§ Referring expression data
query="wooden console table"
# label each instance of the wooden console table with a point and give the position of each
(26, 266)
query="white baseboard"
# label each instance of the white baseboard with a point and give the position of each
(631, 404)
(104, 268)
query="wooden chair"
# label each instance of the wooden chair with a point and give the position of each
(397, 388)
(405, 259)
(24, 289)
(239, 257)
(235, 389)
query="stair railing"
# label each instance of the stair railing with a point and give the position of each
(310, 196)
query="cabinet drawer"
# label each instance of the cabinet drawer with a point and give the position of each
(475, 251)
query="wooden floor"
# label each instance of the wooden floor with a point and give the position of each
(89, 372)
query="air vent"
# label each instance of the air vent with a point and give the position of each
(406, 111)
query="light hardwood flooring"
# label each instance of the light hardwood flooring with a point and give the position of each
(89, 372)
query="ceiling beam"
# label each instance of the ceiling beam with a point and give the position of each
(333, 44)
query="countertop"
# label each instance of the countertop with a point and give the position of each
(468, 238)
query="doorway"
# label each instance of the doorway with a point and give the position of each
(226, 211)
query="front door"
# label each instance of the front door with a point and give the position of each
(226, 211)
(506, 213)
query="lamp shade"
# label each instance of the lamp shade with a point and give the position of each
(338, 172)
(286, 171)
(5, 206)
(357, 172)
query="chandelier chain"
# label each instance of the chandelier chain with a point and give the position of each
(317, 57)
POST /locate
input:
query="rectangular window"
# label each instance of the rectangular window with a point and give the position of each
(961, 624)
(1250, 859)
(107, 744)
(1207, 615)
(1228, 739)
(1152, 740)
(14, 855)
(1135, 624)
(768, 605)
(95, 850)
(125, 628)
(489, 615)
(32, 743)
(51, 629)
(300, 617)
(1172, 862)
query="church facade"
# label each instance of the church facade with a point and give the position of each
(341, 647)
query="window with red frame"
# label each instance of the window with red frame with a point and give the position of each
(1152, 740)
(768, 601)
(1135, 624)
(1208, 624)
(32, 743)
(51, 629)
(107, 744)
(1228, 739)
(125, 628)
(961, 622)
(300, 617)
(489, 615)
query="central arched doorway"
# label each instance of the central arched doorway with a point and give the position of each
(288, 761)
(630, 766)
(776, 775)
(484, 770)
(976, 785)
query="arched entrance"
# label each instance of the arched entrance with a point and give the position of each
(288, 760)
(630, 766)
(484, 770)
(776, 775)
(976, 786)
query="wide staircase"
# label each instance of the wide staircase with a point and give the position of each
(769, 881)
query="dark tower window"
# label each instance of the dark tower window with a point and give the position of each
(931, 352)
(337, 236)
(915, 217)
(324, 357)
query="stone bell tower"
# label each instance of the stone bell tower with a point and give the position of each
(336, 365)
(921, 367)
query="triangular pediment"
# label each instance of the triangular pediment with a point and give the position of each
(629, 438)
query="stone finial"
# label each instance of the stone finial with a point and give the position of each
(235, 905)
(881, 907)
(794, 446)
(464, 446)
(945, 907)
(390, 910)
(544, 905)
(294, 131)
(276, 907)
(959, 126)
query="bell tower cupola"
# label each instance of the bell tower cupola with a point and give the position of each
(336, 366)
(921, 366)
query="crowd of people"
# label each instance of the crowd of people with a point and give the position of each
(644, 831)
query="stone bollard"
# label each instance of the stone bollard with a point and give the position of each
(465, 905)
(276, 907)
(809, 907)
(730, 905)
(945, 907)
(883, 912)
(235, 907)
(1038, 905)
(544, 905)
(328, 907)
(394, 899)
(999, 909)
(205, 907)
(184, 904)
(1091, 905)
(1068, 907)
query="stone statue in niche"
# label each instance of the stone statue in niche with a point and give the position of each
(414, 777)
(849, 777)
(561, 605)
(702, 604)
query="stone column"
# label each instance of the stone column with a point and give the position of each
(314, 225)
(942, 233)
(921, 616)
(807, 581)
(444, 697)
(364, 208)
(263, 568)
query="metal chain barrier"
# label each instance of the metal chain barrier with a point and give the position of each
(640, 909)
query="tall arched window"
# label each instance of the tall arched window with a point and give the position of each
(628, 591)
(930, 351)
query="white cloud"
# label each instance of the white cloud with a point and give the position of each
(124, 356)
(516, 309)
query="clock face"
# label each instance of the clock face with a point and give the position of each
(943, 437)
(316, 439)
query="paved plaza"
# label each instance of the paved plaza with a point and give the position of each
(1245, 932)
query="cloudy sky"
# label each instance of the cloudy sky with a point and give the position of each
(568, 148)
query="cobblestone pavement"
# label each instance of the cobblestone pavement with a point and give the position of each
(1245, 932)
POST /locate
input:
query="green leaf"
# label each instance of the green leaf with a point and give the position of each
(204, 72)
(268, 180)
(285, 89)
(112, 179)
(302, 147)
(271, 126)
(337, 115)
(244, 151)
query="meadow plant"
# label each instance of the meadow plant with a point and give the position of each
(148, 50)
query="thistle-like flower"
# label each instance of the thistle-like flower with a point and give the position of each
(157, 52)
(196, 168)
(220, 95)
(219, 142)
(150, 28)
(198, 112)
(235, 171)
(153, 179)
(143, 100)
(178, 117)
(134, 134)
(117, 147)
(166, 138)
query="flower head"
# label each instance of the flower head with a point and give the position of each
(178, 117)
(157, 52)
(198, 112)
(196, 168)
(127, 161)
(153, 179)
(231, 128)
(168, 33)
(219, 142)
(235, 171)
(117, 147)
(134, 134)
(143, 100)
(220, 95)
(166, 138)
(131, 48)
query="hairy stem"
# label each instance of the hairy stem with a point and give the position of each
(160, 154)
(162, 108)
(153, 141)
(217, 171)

§ Your assignment
Each line above should appear again, reproduced exactly.

§ Solution
query="wooden console table"
# label each instance of the wooden console table with a point and give the position of each
(26, 266)
query="white baseboard"
# label each instance of the white baseboard with a point and give the position of each
(631, 404)
(104, 268)
query="wooden chair"
# label each instance of the wooden chair with a point and give the position of each
(397, 388)
(405, 259)
(24, 289)
(239, 257)
(235, 389)
query="stair railing"
# label each instance of the stair railing with a point and give the position of each
(310, 196)
query="cabinet drawer"
# label each instance of the cabinet drawer with a point and give the position of each
(475, 251)
query="wooden floor"
# label each instance of the wooden floor with a point and give the position of each
(89, 372)
query="air vent"
# label each instance of the air vent with a point and give the position of each
(406, 111)
query="light hardwood flooring"
# label each instance of the light hardwood flooring with a point and give the position of each
(89, 372)
query="ceiling beam"
# label each instance of the ceiling beam with a point and give the position of each
(333, 44)
query="countertop"
# label each instance of the countertop with a point and give the position of each
(468, 238)
query="doorway"
# label each instance of the doorway with a point and give the position of each
(226, 211)
query="front door"
# label each instance of the front door with a point and give the position of each
(226, 211)
(506, 213)
query="lamp shade"
# label each instance of the lamp shade with a point and give the position of each
(338, 172)
(286, 171)
(5, 206)
(357, 172)
query="chandelier chain"
# label each instance of the chandelier chain with a point and give the position of each
(317, 57)
POST /locate
input:
query="rectangular window"
# label each instance of the rectangular window with a point and give the position of each
(961, 624)
(1250, 859)
(107, 744)
(1207, 615)
(1228, 739)
(1152, 740)
(14, 855)
(1135, 624)
(768, 605)
(95, 850)
(125, 628)
(489, 615)
(32, 743)
(51, 629)
(300, 617)
(1172, 862)
query="church facade"
# label each instance of the church facade with a point and give the position of each
(341, 647)
query="window with red frame"
# label each instance of the window with red frame with a point and give the position of each
(1152, 740)
(768, 601)
(1135, 624)
(1208, 624)
(32, 743)
(51, 629)
(107, 744)
(1228, 739)
(125, 628)
(961, 622)
(300, 617)
(489, 615)
query="central arched doorway"
# label each instance of the central arched doorway with a point and give the position of each
(288, 761)
(630, 766)
(776, 775)
(484, 770)
(976, 785)
query="arched entrance"
# label each instance of the arched entrance with a point and give the position of each
(288, 760)
(630, 766)
(484, 770)
(776, 775)
(976, 786)
query="wide staircase"
# label each instance of the wide staircase with a point and give the position of each
(769, 881)
query="dark tower window"
# label each instance of the dark tower window with a point and give the position of each
(931, 352)
(337, 236)
(915, 217)
(324, 357)
query="stone bell tower"
# label each instance of the stone bell tower with a point and give the position of each
(336, 365)
(921, 367)
query="triangular pediment"
# label each instance of the triangular pediment with a point and give the position of each
(629, 438)
query="stone finial"
# label each instance of the stone finial with a point and give the position of each
(235, 905)
(881, 907)
(794, 446)
(464, 446)
(945, 907)
(390, 910)
(544, 905)
(294, 131)
(276, 907)
(959, 126)
query="bell tower cupola"
# label each instance of the bell tower cupola with a point and give the position of each
(336, 366)
(921, 366)
query="crowd of people"
# label each instance of the crowd of people with a point and give the position of each
(644, 831)
query="stone bollard"
# label each instance of the stone bollard with a point and give the position of each
(465, 905)
(276, 907)
(809, 907)
(730, 905)
(945, 907)
(883, 912)
(235, 907)
(1038, 905)
(544, 905)
(328, 907)
(394, 899)
(999, 909)
(205, 907)
(184, 904)
(1091, 905)
(1068, 907)
query="stone statue in niche"
# label each instance of the stone statue in niche with a point and give the position of each
(414, 777)
(849, 777)
(561, 605)
(702, 604)
query="stone column"
# label each instance of the stone column with a point and give the position of each
(314, 225)
(942, 233)
(921, 616)
(807, 581)
(444, 697)
(364, 208)
(263, 568)
query="metal chain barrier"
# label each instance of the metal chain barrier with a point and give the position of each
(640, 909)
query="tall arched window"
# label each instance of the tall arched window with a point and give the position of each
(628, 591)
(930, 351)
query="white cloud"
# label each instance of the white cloud with a point and give the position of each
(124, 356)
(516, 309)
query="clock face"
# label each instance of the clock face with a point and give the position of each
(943, 437)
(316, 439)
query="paved plaza"
# label each instance of the paved plaza with a point and give the position of each
(1245, 932)
query="cloudy sky"
# label each instance of the cloudy sky with a point and give the position of each
(568, 148)
query="cobblestone pavement"
# label each instance of the cobblestone pavement with a point and give the position of each
(1245, 932)
POST /locate
input:
query="green leaf"
# label each instance of the green leaf with a point and give the position of each
(204, 72)
(268, 180)
(285, 89)
(112, 179)
(302, 147)
(271, 126)
(337, 115)
(244, 151)
query="meadow plant"
# label each instance of the meadow plant with a point and give the position of each
(148, 50)
query="thistle-like flower"
# label each instance of the thistle-like flower with a point and give the position of each
(157, 52)
(196, 168)
(220, 95)
(219, 142)
(150, 28)
(198, 112)
(235, 171)
(153, 179)
(143, 100)
(178, 117)
(134, 134)
(117, 147)
(166, 138)
query="flower head"
# label each instance of the flower head with a point and give the position of each
(178, 117)
(157, 52)
(198, 112)
(196, 168)
(127, 161)
(153, 179)
(231, 128)
(168, 33)
(219, 142)
(235, 171)
(117, 147)
(134, 134)
(143, 100)
(220, 95)
(166, 138)
(131, 48)
query="hairy stem"
# label each instance of the hairy stem with a point and give the position of each
(160, 154)
(162, 108)
(153, 141)
(217, 171)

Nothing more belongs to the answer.